> _Given exercise_
How many lines in the rows below contain the string "trunk"? Give only the number.

= = = =

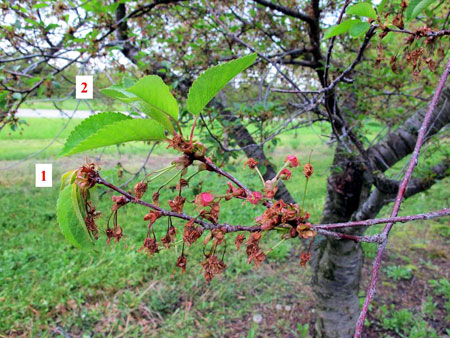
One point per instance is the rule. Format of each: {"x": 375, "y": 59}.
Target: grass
{"x": 49, "y": 288}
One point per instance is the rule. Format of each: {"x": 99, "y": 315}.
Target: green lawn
{"x": 49, "y": 288}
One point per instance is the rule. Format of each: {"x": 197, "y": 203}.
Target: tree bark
{"x": 336, "y": 264}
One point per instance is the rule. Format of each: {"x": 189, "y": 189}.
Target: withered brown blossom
{"x": 181, "y": 263}
{"x": 204, "y": 199}
{"x": 87, "y": 175}
{"x": 191, "y": 232}
{"x": 254, "y": 252}
{"x": 212, "y": 266}
{"x": 234, "y": 192}
{"x": 239, "y": 240}
{"x": 155, "y": 198}
{"x": 182, "y": 162}
{"x": 169, "y": 237}
{"x": 116, "y": 233}
{"x": 212, "y": 214}
{"x": 304, "y": 230}
{"x": 150, "y": 246}
{"x": 182, "y": 184}
{"x": 139, "y": 190}
{"x": 304, "y": 258}
{"x": 119, "y": 201}
{"x": 177, "y": 204}
{"x": 308, "y": 170}
{"x": 178, "y": 143}
{"x": 270, "y": 188}
{"x": 89, "y": 220}
{"x": 251, "y": 163}
{"x": 152, "y": 216}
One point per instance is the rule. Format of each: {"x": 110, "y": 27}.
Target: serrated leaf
{"x": 211, "y": 81}
{"x": 381, "y": 6}
{"x": 67, "y": 179}
{"x": 119, "y": 93}
{"x": 343, "y": 27}
{"x": 154, "y": 114}
{"x": 68, "y": 214}
{"x": 359, "y": 28}
{"x": 89, "y": 127}
{"x": 362, "y": 9}
{"x": 416, "y": 7}
{"x": 120, "y": 132}
{"x": 153, "y": 91}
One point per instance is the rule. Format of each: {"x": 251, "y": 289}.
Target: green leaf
{"x": 362, "y": 9}
{"x": 119, "y": 93}
{"x": 154, "y": 114}
{"x": 359, "y": 28}
{"x": 153, "y": 91}
{"x": 343, "y": 27}
{"x": 381, "y": 6}
{"x": 68, "y": 178}
{"x": 119, "y": 132}
{"x": 69, "y": 214}
{"x": 89, "y": 127}
{"x": 416, "y": 7}
{"x": 211, "y": 81}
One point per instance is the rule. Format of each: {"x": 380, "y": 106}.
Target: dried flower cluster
{"x": 288, "y": 218}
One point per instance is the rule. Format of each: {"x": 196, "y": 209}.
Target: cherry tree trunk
{"x": 336, "y": 264}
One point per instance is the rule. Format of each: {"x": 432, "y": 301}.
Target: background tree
{"x": 300, "y": 76}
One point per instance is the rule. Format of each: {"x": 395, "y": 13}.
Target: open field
{"x": 49, "y": 288}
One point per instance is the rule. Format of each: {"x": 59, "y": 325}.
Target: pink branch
{"x": 398, "y": 201}
{"x": 370, "y": 222}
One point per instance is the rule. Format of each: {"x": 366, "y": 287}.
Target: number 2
{"x": 84, "y": 89}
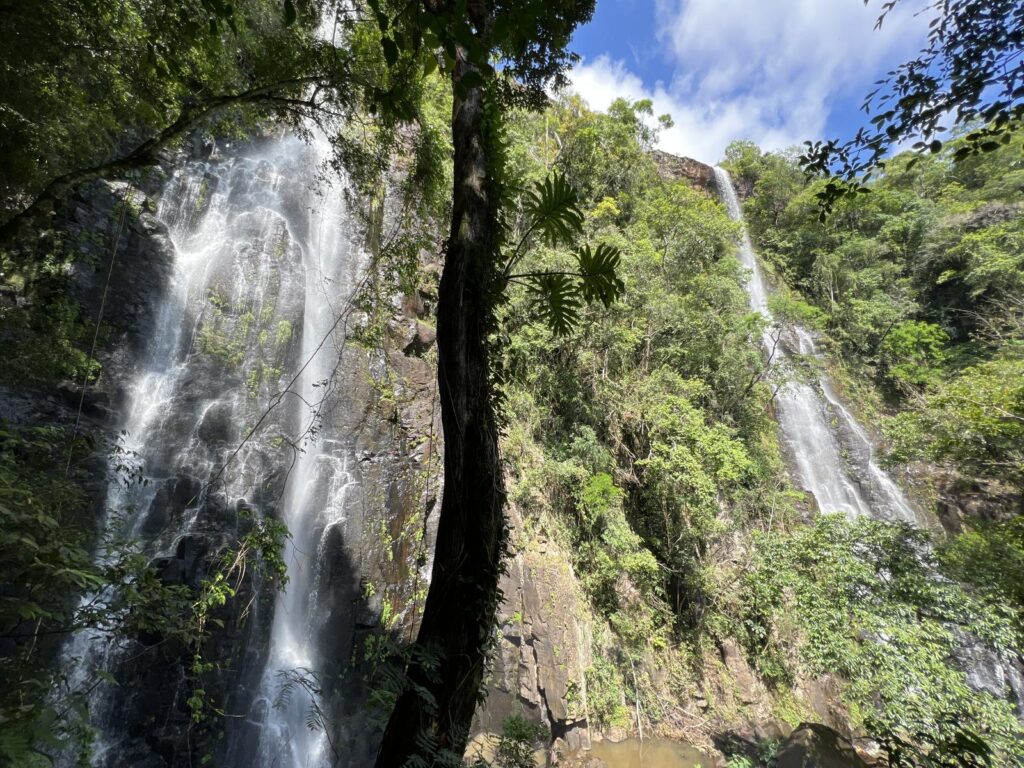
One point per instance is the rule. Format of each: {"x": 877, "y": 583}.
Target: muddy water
{"x": 651, "y": 753}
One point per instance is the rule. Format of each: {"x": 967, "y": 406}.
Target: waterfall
{"x": 833, "y": 456}
{"x": 254, "y": 314}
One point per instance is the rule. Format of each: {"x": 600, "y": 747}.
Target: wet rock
{"x": 815, "y": 745}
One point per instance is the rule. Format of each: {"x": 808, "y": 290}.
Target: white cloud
{"x": 765, "y": 70}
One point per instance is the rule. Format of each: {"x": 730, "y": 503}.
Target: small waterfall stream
{"x": 833, "y": 455}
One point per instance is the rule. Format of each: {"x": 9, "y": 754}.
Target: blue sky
{"x": 776, "y": 72}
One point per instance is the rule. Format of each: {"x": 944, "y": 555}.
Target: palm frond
{"x": 556, "y": 301}
{"x": 598, "y": 272}
{"x": 552, "y": 208}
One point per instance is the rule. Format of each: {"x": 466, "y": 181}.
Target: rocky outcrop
{"x": 813, "y": 745}
{"x": 545, "y": 649}
{"x": 674, "y": 167}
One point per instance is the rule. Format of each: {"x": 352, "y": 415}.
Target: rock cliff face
{"x": 675, "y": 167}
{"x": 236, "y": 344}
{"x": 545, "y": 649}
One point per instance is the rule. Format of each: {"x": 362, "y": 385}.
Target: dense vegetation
{"x": 645, "y": 440}
{"x": 609, "y": 327}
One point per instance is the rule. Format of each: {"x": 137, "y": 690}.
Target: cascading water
{"x": 833, "y": 456}
{"x": 255, "y": 308}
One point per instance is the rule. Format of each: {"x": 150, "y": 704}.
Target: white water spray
{"x": 836, "y": 466}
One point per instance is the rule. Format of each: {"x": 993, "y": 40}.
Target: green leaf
{"x": 556, "y": 301}
{"x": 598, "y": 270}
{"x": 552, "y": 208}
{"x": 390, "y": 50}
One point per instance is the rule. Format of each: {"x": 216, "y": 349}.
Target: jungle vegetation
{"x": 593, "y": 329}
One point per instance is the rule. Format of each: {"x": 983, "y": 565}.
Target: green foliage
{"x": 913, "y": 352}
{"x": 968, "y": 71}
{"x": 872, "y": 605}
{"x": 518, "y": 740}
{"x": 916, "y": 287}
{"x": 551, "y": 210}
{"x": 47, "y": 549}
{"x": 605, "y": 695}
{"x": 974, "y": 422}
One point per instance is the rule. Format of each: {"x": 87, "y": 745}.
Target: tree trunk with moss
{"x": 460, "y": 608}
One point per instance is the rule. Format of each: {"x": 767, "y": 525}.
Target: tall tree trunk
{"x": 460, "y": 608}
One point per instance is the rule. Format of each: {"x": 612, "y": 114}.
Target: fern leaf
{"x": 599, "y": 273}
{"x": 552, "y": 209}
{"x": 556, "y": 301}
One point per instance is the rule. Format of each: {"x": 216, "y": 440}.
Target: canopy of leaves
{"x": 971, "y": 72}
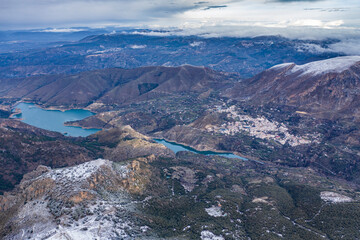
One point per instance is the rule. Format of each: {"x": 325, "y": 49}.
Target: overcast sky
{"x": 306, "y": 18}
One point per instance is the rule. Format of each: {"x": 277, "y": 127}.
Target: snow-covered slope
{"x": 327, "y": 88}
{"x": 86, "y": 201}
{"x": 332, "y": 65}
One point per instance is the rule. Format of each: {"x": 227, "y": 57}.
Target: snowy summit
{"x": 332, "y": 65}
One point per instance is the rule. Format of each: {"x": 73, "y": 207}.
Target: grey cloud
{"x": 218, "y": 6}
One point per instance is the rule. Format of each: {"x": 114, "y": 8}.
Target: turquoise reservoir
{"x": 53, "y": 120}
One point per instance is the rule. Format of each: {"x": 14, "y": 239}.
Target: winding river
{"x": 54, "y": 120}
{"x": 175, "y": 147}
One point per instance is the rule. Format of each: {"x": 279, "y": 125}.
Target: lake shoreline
{"x": 53, "y": 119}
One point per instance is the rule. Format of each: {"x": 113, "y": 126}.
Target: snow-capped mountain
{"x": 328, "y": 88}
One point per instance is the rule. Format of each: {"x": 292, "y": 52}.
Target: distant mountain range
{"x": 115, "y": 86}
{"x": 246, "y": 56}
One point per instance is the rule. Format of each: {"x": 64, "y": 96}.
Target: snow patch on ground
{"x": 215, "y": 211}
{"x": 207, "y": 235}
{"x": 79, "y": 172}
{"x": 279, "y": 66}
{"x": 334, "y": 197}
{"x": 335, "y": 65}
{"x": 137, "y": 46}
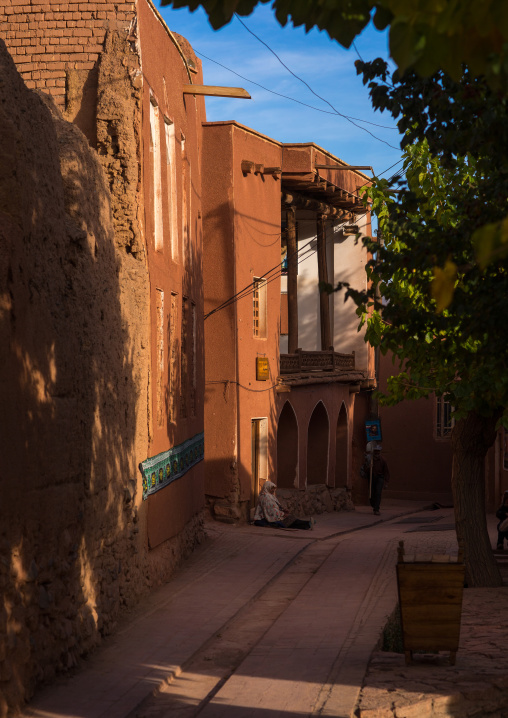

= = = =

> _Full solution_
3